> TO DO
Write each entry out again exactly, with nothing omitted.

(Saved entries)
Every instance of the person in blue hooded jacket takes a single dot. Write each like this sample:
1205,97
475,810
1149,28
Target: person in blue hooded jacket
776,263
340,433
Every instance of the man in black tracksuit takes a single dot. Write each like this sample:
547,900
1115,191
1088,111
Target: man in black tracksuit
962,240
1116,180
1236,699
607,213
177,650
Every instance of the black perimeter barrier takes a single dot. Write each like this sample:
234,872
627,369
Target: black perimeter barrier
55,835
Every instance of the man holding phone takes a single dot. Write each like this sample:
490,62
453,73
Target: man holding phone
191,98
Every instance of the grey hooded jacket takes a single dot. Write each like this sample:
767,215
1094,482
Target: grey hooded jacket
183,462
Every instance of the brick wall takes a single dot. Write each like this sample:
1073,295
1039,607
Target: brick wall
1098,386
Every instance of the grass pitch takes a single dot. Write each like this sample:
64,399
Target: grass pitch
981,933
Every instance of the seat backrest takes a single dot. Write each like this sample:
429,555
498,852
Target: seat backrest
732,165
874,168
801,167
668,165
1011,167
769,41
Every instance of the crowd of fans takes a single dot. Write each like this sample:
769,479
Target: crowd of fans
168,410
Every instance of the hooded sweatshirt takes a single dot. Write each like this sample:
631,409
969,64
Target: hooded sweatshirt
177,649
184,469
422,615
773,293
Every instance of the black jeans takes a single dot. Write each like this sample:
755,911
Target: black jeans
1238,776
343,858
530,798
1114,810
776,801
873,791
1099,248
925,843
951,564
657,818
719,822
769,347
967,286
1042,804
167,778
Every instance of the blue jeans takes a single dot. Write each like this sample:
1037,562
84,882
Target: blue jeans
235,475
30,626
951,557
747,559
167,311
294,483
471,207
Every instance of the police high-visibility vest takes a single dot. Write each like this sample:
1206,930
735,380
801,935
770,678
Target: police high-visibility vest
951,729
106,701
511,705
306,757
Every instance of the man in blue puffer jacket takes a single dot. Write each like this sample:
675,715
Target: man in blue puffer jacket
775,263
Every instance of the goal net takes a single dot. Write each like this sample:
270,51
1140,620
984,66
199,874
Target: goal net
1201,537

> ANSWER TO THE PROBLEM
Every instance of the person in blue hooded jacket takes a single dot. Write each like this sample:
1205,97
475,810
1149,28
Target: person in blue hooded jacket
776,263
340,433
Every instance of the man in black tracksuit takes a single dot. Write each like this sample:
547,900
1115,191
1088,111
Target: man in black tracksuit
962,240
1116,180
1236,699
607,213
177,650
Every instance of the black perimeter barrier takes a single dot. Write each like this sample:
234,872
627,369
Target: black perimeter barrier
55,835
Every instance of the man holding phone takes a single dot. Write each like this sample:
490,62
453,73
Target: man holding phone
191,98
Every instance of the grey hooded jacket takes a single dot. Write each like this sample:
767,215
1094,482
Target: grey hooded jacket
183,462
Every instance of the brick wall takes a single dot. Write each like this sample:
1073,295
1039,607
Target: brick wall
1098,386
Every instance of the grass pitch takes a single dot. Write each like this sample:
64,399
Target: grass pitch
981,933
Every instance of the seat backrest takes a single dot. Write each like this sample:
429,555
498,852
Target: seat backrest
732,165
874,168
801,167
668,165
1011,167
769,41
Every instance of the crowd of fans takes a single dot. Write each like this sample:
769,479
Target: crowd of fans
168,410
Every instance of the hooded sweatshirt takes a single dot. Write each like this sample:
631,409
969,64
Target: hooded sweatshirt
177,649
184,469
422,615
773,293
Every instance of the black jeans takes a single dot. Write each like this sample:
755,911
Target: black jeans
1238,776
343,858
530,798
1114,810
776,801
873,791
1099,248
925,843
951,564
657,818
719,822
769,347
967,286
1042,804
167,778
Every instance of the blue jeans takes a single dot. Write each like this sample:
1037,562
84,882
Target: blue jeans
235,475
30,626
951,557
747,559
167,311
294,483
471,207
Every instance of the police high-visibility vest takes a single dot. Write each like this sample:
1206,930
735,380
801,935
770,678
Target: police high-visibility vest
951,729
106,701
511,705
306,757
Every instance of the man in blue puffer jacket takes a single dot. Write each like this sample:
675,715
Target: man in blue puffer jacket
775,263
Every instance of the goal net takes a single dot. Write each like this sample:
270,51
1140,620
984,66
199,874
Target: goal net
1201,537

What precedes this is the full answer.